[Start of Attachment]

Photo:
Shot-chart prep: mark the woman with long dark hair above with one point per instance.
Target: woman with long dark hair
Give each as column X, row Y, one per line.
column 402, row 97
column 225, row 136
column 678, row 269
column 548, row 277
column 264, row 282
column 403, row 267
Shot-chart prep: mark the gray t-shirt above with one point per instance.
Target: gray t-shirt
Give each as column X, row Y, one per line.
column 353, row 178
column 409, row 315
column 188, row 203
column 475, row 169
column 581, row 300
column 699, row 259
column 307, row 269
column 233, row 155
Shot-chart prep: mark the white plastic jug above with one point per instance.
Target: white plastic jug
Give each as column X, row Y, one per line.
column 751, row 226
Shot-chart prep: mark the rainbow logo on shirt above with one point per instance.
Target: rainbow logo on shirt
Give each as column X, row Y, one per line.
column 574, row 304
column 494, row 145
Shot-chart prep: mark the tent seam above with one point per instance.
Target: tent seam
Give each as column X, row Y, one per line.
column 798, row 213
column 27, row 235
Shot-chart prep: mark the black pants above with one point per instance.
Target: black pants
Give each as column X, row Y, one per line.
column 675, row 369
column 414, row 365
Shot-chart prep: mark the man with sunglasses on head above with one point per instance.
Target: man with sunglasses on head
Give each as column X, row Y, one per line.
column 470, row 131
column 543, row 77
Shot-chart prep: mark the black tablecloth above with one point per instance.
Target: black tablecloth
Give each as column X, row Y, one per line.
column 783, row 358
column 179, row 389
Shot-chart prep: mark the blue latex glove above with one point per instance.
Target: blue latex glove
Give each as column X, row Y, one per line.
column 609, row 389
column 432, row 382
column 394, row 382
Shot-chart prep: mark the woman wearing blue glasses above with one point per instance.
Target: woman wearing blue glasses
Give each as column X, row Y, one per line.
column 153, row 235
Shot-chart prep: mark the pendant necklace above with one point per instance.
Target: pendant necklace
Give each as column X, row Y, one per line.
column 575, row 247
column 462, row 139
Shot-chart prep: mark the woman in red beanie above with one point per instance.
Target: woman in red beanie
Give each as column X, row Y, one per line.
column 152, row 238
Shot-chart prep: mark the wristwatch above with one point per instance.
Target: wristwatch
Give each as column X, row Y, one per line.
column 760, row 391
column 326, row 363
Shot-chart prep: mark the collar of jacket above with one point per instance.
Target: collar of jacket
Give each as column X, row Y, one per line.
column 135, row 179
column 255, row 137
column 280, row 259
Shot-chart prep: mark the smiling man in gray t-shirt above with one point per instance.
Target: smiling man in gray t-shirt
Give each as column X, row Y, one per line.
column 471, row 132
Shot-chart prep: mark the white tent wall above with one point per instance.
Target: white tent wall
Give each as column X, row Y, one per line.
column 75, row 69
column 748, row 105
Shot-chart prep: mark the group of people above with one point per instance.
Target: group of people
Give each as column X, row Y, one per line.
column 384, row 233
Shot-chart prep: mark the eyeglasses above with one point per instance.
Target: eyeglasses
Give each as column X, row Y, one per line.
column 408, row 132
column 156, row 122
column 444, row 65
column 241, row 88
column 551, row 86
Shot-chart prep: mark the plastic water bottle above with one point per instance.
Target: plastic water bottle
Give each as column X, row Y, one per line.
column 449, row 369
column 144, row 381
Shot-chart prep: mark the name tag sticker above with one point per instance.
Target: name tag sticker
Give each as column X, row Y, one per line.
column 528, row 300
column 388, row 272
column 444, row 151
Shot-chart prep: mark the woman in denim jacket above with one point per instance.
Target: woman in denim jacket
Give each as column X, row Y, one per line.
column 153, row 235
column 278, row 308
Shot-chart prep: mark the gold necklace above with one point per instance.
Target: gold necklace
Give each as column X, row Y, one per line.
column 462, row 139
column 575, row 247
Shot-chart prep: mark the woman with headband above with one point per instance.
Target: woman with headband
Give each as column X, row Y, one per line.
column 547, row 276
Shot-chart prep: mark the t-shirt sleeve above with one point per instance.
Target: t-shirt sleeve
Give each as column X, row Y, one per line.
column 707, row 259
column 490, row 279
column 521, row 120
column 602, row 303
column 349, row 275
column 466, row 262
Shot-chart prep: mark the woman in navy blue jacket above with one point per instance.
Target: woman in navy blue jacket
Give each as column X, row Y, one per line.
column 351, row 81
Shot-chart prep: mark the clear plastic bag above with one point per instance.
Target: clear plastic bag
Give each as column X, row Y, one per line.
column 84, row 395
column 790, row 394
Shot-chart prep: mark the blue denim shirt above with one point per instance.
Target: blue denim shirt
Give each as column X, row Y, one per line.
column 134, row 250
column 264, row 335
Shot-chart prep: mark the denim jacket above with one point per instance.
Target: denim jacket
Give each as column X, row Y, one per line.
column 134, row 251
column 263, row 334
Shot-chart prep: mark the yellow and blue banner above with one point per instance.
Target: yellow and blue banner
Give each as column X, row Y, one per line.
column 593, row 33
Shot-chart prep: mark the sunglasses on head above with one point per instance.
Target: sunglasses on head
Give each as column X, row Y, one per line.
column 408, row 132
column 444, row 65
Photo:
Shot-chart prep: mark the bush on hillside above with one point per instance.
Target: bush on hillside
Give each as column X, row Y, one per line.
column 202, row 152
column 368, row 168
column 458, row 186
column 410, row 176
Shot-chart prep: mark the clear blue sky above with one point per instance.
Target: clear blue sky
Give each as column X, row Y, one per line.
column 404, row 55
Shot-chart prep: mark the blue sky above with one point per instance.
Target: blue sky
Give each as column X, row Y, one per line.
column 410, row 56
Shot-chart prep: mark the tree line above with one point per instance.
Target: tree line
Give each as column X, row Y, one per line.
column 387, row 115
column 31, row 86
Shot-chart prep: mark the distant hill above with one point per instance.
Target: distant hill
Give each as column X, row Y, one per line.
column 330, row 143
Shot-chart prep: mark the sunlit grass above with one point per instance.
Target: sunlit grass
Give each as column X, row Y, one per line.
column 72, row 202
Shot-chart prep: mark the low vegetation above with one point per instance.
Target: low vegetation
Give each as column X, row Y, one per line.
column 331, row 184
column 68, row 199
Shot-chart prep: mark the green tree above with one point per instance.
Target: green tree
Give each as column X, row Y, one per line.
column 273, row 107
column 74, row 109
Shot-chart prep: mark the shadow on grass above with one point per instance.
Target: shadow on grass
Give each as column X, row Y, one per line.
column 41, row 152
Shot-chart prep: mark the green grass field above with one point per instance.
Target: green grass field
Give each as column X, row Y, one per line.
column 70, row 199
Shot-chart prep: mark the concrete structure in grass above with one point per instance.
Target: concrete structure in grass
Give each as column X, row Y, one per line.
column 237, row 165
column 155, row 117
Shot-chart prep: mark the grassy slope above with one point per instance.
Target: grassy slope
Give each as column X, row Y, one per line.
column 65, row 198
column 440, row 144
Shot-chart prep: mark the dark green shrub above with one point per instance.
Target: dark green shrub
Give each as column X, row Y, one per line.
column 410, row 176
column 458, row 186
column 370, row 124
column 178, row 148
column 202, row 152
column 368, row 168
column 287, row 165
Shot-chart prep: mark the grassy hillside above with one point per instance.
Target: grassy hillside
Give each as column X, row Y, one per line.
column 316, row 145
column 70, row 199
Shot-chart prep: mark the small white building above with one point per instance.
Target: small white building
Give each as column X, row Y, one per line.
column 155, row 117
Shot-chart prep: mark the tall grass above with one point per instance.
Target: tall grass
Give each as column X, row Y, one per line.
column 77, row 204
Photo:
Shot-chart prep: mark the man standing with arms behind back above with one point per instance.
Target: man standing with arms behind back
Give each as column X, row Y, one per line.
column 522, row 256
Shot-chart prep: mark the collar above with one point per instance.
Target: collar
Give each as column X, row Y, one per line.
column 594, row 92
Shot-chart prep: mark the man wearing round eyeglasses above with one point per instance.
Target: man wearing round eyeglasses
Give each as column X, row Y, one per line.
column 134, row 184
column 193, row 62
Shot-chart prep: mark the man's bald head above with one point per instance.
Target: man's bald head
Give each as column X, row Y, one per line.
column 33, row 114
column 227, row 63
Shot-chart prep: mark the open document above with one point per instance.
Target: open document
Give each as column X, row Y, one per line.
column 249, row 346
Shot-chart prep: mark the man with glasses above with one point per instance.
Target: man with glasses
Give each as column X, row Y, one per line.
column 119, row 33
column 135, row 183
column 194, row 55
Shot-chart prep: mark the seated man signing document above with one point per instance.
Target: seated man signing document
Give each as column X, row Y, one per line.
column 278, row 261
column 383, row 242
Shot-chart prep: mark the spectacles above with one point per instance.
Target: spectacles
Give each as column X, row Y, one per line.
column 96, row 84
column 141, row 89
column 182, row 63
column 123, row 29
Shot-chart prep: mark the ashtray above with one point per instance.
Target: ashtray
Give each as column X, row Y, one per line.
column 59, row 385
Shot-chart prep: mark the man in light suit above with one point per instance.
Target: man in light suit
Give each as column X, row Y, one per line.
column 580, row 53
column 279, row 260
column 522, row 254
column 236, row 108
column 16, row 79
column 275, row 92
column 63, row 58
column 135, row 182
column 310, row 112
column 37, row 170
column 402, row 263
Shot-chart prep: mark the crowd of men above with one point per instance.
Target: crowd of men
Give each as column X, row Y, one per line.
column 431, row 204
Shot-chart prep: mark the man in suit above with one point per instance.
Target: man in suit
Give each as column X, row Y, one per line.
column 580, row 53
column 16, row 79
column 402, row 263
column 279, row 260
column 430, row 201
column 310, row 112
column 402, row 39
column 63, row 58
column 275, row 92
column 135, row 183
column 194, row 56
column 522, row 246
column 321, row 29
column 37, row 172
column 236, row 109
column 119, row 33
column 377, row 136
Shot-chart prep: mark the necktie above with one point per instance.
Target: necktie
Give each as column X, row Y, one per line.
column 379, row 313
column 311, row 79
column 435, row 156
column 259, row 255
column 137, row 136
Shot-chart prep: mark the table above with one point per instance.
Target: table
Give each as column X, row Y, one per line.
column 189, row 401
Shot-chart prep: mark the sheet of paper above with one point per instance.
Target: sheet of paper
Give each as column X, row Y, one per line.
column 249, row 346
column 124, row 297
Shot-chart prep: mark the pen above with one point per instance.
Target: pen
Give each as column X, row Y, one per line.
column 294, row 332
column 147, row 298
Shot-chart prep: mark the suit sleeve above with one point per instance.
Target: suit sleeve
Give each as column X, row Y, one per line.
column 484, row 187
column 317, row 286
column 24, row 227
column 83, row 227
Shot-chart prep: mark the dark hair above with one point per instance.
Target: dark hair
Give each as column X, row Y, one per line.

[End of Attachment]

Your goal
For each line of the entries that contains the word "concrete", make a copy.

Solution
Shot-chart prep: mark the concrete structure in grass above with one point per instance.
Target: concrete structure in grass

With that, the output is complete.